NaN Loss with Tabular Learner

jgilbert2000 · August 24, 2019, 4:38pm

I’m getting NaN values for train loss and valid loss when training with a tabular learner, with training time of 0:00, and I’m getting an accuracy of about 0.55. The only main difference between my notebook and the lesson4-tabular notebook is my dataframe only has continuous variables (with the exception of dep_var, which is a boolean).

If anyone has any idea as to how I could go about troubleshooting this problem, any help would be appreciated.

Here’s some of my code:

cont_names = ['A','B','C','D'] # (where A, B,C, D are columns of the dataframe)
cat_names = []
procs = [FillMissing, Categorify, Normalize]


# Percent of original dataframe
test_pct = 0.1
valid_pct = 0.2

# Masks for separating dataframe sets
cut_test = int(test_pct * len(df))+1
cut_valid = int(valid_pct*len(df))+cut_test

valid_indx = range(cut_test,cut_valid) # range of validation indices, used for fastai
dep_var = 'result'

test = TabularList.from_df(df.iloc[cut_test:cut_valid].copy(), cat_names=cat_names, cont_names=cont_names)

__SHORT EXERCISE 1__:
List every preprocessing step named in the procs list in the forum post about NaN loss above.
__SHORT EXERCISE 2__:
Continue the forum post about NaN loss above, starting after its last line of code.

__SUPPLIED MATERIAL__:
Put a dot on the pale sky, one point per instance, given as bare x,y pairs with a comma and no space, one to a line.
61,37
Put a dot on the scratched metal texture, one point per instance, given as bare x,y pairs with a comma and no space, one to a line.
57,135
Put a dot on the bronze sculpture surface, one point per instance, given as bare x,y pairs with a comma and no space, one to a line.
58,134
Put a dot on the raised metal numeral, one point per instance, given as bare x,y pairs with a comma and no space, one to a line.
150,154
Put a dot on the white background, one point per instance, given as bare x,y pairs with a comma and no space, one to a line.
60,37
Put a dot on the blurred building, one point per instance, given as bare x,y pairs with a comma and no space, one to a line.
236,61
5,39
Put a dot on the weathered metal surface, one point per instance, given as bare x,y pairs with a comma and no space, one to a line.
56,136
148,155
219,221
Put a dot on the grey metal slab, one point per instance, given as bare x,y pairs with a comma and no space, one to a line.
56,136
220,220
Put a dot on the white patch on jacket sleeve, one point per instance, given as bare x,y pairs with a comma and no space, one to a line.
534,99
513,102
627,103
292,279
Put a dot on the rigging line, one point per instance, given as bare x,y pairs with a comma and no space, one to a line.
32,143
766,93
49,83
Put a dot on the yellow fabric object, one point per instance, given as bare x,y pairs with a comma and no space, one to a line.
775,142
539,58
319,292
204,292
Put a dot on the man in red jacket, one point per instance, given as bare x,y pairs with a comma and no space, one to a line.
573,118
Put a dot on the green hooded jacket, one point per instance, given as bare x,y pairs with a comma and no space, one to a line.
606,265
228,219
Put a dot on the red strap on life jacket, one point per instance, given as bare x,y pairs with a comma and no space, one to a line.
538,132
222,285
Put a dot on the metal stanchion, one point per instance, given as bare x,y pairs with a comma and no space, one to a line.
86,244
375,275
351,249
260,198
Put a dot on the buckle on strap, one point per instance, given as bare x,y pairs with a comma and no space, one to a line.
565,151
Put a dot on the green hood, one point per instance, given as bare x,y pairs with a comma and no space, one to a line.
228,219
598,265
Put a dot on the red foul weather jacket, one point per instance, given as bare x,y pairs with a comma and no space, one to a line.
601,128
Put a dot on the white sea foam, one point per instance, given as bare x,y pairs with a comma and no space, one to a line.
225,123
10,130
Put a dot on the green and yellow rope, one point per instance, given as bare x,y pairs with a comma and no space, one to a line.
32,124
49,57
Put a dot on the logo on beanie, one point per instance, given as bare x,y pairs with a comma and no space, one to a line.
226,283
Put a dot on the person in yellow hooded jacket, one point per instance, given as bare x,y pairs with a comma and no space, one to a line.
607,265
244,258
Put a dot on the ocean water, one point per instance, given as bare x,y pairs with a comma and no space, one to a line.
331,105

---

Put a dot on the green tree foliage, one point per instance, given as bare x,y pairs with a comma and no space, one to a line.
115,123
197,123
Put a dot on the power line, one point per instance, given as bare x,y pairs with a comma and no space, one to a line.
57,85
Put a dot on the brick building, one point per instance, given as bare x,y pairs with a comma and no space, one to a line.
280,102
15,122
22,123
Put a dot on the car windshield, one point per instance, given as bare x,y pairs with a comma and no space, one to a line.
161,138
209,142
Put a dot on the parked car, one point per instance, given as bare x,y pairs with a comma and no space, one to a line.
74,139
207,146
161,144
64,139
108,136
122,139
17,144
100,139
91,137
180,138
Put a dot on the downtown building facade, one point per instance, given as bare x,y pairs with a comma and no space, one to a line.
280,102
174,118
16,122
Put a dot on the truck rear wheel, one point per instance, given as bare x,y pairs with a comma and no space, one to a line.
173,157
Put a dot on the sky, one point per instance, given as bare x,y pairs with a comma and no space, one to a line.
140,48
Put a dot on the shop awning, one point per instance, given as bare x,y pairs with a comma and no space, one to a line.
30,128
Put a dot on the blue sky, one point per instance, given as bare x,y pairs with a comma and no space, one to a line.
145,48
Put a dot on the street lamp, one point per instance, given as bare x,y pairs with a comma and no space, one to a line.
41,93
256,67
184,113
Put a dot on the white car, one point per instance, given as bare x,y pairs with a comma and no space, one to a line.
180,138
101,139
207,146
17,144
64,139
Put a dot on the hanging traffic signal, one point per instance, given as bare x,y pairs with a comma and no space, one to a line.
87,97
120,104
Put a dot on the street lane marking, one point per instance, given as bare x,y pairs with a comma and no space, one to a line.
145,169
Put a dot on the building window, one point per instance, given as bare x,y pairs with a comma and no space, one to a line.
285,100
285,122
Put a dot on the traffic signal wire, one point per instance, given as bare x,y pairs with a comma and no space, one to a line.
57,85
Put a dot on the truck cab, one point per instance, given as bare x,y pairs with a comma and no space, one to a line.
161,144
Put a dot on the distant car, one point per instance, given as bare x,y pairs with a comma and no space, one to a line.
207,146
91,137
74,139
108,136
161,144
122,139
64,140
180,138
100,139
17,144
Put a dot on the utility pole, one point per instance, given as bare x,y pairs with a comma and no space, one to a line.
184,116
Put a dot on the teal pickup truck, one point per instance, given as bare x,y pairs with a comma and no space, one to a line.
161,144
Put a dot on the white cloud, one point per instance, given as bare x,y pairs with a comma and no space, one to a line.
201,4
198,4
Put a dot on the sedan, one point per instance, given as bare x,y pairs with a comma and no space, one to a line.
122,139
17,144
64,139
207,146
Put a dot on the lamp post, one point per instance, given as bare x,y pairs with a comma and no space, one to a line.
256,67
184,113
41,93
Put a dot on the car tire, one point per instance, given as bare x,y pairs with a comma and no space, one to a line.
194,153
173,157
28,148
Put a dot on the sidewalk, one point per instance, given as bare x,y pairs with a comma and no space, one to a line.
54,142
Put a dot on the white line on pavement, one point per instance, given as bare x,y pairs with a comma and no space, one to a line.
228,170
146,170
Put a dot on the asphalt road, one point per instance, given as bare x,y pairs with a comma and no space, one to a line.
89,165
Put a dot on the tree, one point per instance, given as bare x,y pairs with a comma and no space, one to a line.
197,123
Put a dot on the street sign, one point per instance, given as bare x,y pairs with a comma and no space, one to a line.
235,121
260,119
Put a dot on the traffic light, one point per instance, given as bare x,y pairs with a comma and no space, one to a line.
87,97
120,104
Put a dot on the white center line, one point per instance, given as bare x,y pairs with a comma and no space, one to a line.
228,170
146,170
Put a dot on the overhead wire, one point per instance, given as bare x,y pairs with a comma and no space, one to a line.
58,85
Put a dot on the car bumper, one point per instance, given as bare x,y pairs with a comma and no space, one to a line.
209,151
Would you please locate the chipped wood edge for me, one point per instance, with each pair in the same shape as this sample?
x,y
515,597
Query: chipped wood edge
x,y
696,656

__EXPECTED ANSWER 1__:
FillMissing, Categorify, Normalize

__EXPECTED ANSWER 2__:
data = (TabularList.from_df(df=df, path=path, cat_names=cat_names, cont_names=cont_names)
#                            .split_by_idx(valid_indx)
                           .split_by_rand_pct(0.2)
                           .label_from_df(cols=dep_var)
                           .add_test(test)
                           .databunch())

data.show_batch()

learn = tabular_learner(data, layers=[200,100],metrics=accuracy)
learn.fit(1, 1e-2)

muellerzr · August 24, 2019, 4:50pm

Try manually filling in the missing values instead of having it as a proc to double check it’s doing it properly. I had that issue a few times.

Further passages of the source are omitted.